[Request]
Answer these three questions from the proof excerpt below:
1. What condition makes the function H₀ well defined?
2. Which test function is taken in (3.2)?
3. What condition on ε is cited for f_ε ≥ T₁(f)?

[Selected extract]
>> START

Note that the function \(H_{0}\) is well defined since \(\theta <1\). Let v be fixed in \(H^{1}_{0}(\Omega )\cap L^{\infty }(\Omega )\), with \(v\ge 0\), and taking \(v\,\Phi _{\varepsilon }(u_{\varepsilon })\) as test function in (3.2) (which is admissible since it belongs to \(H^{1}_{0}(\Omega )\cap L^{\infty }(\Omega )\)), and using (1.2), (1.3), (1.7), and the fact that

$$\begin{aligned} \Phi _{\varepsilon }'(t)=\frac{-\nu }{\alpha }\,\frac{(\rho +t)^{\gamma }}{(t+\varepsilon )^{\theta }}\Phi _{\varepsilon }(t), \end{aligned}$$

we obtain

$$\begin{aligned}&\int _{\Omega }M(x,T_{\frac{1}{\varepsilon }}(u_{\varepsilon }))\nabla u_{\varepsilon }\cdot \nabla v\, \Phi _{\varepsilon }(u_{\varepsilon })-\int _{\Omega } \left[ \frac{\lambda u_{\varepsilon }^{r}}{1+\varepsilon u_{\varepsilon }^{r}}+f_{\varepsilon }\right] \Phi _{\varepsilon }(u_{\varepsilon }) v\\&\quad \ge \nu \int _{\Omega }\frac{(\rho +u_{\varepsilon })^{\gamma }}{(u_{\varepsilon }+\varepsilon )^{\theta }(\rho +T_{\frac{1}{\varepsilon }}(u_{\varepsilon }))^{\gamma }} \vert \nabla u_{\varepsilon }\vert ^{2}\Phi _{\varepsilon }(u_{\varepsilon })v -\nu \int _{\Omega }\frac{u_{\varepsilon }\vert \nabla u_{\varepsilon }\vert ^{2}}{\left( u_{\varepsilon }+\varepsilon \right) ^{\theta +1}} \Phi _{\varepsilon }(u_{\varepsilon }) v \\&\quad \ge \nu \varepsilon \int _{\Omega }\frac{\vert \nabla u_{\varepsilon }\vert ^{2}}{(u_{\varepsilon }+\varepsilon )^{\theta +1}}\, \Phi _{\varepsilon }(u_{\varepsilon }) v\\&\quad \ge 0. \end{aligned}$$

Since \(u_{\varepsilon }\ge 0\) and \(f_{\varepsilon }\ge T_{1}(f)\) (being \(\varepsilon <1\)), we have

$$\begin{aligned} \int _{\Omega }M(x,T_{\frac{1}{\varepsilon }}(u_{\varepsilon }))\nabla u_{\varepsilon }\cdot \nabla v\,\Phi _{\varepsilon }(u_{\varepsilon }) \ge \int _{\Omega } T_{1}(f) \Phi _{\varepsilon }(u_{\varepsilon }) v, \end{aligned}$$
(5.4)

>> END

[Available data]
>> START

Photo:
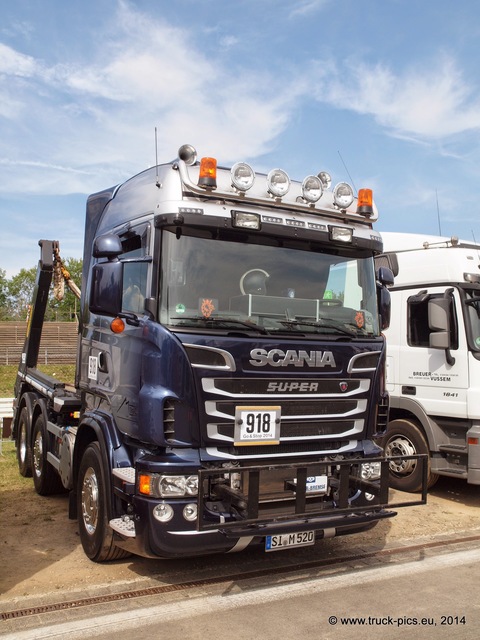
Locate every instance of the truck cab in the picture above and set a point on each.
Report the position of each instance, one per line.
(433, 354)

>> END

[Task answer]
1. θ < 1.
2. v Φ_ε(u_ε).
3. ε < 1.